[Detection annotation records]
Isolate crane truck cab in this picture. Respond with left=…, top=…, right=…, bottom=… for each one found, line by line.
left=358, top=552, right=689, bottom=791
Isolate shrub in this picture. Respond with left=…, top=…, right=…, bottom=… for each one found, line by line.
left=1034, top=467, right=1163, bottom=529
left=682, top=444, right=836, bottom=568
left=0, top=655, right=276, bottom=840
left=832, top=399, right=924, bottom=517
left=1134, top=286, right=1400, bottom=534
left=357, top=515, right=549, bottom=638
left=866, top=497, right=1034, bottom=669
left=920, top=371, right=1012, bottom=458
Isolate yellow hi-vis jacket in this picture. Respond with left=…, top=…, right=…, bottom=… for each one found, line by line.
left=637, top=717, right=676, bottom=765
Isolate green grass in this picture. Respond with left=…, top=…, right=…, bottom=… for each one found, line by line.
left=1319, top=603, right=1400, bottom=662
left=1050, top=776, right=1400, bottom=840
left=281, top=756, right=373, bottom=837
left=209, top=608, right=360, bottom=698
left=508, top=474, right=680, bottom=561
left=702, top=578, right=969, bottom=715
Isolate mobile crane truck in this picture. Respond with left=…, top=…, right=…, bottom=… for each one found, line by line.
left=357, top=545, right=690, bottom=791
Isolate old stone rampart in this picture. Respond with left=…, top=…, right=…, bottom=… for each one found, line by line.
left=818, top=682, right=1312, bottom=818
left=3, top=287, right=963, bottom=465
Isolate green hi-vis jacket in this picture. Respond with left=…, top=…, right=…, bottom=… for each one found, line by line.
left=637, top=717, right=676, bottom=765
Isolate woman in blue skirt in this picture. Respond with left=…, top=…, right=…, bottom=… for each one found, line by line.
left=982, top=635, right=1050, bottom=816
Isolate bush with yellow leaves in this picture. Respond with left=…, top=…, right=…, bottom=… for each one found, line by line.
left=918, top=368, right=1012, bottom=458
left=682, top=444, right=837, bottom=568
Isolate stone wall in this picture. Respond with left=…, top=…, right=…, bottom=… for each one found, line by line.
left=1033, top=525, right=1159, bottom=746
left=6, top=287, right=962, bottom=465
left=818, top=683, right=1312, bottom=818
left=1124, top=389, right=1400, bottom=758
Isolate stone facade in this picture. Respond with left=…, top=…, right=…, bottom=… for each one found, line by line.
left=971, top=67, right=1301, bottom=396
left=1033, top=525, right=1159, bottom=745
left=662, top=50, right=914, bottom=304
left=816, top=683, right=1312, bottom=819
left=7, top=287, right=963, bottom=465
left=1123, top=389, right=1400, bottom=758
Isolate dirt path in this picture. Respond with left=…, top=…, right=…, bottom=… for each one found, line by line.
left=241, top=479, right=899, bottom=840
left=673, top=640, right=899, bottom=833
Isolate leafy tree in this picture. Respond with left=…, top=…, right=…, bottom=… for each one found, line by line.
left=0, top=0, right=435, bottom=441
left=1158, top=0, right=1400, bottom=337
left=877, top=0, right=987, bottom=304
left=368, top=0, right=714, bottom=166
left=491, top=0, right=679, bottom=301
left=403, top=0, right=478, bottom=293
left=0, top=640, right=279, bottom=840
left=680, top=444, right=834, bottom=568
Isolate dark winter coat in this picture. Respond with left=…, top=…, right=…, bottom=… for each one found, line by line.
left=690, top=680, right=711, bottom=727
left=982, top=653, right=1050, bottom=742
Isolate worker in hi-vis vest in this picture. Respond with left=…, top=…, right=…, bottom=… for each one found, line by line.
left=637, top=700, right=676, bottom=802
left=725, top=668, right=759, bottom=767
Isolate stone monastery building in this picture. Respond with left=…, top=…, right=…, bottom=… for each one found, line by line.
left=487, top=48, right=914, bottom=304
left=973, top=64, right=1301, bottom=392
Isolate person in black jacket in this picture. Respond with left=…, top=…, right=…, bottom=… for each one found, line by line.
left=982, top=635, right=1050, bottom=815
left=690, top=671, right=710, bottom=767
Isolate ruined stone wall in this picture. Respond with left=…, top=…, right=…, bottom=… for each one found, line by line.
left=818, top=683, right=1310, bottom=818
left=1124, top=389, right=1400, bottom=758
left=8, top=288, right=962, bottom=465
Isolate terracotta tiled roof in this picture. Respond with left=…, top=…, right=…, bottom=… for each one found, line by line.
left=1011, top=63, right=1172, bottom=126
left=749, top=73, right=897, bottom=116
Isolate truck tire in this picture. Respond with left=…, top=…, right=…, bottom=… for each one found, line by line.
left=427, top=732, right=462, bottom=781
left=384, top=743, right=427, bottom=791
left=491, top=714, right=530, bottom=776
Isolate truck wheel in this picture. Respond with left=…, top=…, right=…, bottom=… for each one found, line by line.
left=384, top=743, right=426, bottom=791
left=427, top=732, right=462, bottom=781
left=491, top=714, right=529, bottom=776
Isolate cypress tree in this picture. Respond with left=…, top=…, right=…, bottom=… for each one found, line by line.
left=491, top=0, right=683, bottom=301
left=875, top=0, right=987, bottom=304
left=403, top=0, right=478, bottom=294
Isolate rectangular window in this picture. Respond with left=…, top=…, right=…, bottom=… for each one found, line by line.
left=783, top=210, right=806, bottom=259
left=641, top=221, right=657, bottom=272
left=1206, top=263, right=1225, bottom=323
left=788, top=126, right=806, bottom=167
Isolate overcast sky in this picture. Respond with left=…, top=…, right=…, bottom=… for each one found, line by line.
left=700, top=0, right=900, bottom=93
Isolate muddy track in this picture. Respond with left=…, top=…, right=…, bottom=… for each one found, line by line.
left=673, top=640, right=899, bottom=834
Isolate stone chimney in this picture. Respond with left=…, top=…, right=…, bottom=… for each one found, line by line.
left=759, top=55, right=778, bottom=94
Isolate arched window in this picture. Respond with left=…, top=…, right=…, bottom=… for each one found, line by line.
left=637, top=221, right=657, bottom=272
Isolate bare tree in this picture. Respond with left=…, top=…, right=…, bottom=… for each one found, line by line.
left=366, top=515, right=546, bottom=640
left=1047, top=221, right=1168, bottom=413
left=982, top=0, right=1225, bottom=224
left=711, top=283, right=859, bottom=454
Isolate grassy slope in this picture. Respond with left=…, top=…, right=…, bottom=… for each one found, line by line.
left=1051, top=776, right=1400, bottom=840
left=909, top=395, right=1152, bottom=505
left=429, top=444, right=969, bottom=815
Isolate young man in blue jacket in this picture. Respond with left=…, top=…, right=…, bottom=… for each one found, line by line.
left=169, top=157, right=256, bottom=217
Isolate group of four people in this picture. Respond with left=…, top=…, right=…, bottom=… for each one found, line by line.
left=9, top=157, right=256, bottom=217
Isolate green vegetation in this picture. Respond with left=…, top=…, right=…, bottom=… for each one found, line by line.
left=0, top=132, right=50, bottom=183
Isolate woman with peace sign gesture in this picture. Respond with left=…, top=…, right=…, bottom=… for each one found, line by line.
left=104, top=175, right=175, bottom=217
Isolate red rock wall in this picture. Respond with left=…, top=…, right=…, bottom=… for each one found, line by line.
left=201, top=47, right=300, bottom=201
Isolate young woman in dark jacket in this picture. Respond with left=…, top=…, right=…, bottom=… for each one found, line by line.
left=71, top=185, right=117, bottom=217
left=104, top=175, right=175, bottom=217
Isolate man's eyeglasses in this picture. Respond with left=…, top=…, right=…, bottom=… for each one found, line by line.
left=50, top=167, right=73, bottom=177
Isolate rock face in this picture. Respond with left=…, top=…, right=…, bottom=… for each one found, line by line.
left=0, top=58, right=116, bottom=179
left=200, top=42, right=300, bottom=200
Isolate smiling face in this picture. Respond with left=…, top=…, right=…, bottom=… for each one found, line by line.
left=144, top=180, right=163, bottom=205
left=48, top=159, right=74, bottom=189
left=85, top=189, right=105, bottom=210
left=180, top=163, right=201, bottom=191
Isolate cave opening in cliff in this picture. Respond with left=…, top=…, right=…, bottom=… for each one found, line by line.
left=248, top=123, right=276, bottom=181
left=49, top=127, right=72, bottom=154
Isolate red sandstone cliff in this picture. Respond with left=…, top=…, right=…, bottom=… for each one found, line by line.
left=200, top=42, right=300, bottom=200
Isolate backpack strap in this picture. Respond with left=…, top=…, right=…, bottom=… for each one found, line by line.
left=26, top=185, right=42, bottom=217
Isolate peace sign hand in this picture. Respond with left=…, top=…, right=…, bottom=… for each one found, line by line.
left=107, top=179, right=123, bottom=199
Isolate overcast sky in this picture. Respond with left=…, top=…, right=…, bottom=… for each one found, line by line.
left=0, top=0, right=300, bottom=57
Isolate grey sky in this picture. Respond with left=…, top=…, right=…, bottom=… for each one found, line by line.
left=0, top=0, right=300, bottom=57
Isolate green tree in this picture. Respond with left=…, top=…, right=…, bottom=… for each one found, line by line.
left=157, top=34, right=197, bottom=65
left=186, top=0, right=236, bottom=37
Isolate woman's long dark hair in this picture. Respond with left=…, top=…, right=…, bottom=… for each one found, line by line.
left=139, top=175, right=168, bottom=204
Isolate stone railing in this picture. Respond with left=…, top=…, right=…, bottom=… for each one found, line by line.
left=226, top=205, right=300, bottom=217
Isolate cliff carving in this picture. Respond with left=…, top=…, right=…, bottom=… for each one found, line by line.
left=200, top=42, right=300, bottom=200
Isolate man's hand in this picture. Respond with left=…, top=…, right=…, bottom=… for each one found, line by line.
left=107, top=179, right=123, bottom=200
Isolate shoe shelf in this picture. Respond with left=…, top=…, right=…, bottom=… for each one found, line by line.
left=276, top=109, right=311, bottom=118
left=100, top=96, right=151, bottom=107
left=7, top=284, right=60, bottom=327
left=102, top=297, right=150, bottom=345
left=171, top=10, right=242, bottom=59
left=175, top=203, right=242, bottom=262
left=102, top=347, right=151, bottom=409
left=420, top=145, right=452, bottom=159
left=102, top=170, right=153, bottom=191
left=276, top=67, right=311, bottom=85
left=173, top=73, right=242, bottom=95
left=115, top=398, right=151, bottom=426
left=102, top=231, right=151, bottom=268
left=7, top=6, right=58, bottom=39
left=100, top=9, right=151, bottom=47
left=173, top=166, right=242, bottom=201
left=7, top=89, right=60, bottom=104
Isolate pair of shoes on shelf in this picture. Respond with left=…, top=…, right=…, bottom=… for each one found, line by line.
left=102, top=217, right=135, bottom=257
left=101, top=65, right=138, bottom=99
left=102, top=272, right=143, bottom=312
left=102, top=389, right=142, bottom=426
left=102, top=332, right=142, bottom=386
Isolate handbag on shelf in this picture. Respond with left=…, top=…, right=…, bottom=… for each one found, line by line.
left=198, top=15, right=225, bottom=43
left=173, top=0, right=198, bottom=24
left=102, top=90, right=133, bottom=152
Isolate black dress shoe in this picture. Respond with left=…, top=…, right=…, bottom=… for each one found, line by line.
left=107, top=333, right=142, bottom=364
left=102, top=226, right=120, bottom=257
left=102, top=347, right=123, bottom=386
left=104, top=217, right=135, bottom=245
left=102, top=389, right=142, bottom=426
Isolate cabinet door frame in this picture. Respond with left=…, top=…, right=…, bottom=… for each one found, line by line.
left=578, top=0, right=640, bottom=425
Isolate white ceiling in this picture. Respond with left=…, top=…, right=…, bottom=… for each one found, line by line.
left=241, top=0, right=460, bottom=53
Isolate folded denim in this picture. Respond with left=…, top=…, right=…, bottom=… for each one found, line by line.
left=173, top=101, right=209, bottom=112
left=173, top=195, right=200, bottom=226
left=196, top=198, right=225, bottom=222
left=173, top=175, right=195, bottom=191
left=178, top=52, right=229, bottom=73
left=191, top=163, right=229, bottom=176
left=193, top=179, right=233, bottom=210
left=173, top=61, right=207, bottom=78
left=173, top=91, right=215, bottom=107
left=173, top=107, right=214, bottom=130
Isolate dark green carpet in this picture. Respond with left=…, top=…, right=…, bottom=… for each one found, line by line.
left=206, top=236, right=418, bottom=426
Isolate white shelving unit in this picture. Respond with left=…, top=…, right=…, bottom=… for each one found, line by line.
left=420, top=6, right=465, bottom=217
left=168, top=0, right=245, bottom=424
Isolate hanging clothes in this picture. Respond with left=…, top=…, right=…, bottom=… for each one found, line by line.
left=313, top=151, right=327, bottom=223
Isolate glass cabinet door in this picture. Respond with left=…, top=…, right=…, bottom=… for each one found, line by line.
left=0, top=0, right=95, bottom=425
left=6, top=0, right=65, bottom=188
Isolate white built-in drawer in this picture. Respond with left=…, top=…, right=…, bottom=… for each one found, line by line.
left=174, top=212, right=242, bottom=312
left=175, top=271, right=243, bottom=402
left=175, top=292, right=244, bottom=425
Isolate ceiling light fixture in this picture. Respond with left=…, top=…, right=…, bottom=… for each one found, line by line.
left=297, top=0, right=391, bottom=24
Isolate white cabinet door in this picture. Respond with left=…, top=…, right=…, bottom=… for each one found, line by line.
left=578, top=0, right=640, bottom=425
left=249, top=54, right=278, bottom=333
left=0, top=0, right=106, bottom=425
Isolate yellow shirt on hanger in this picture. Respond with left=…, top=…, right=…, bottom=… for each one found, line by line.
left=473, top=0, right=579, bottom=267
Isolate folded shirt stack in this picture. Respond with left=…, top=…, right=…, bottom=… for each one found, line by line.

**Problem requirements:** Count the lines in the material above that contain the string "dark", with case taken into account, and give only the number.

**Exercise response:** 4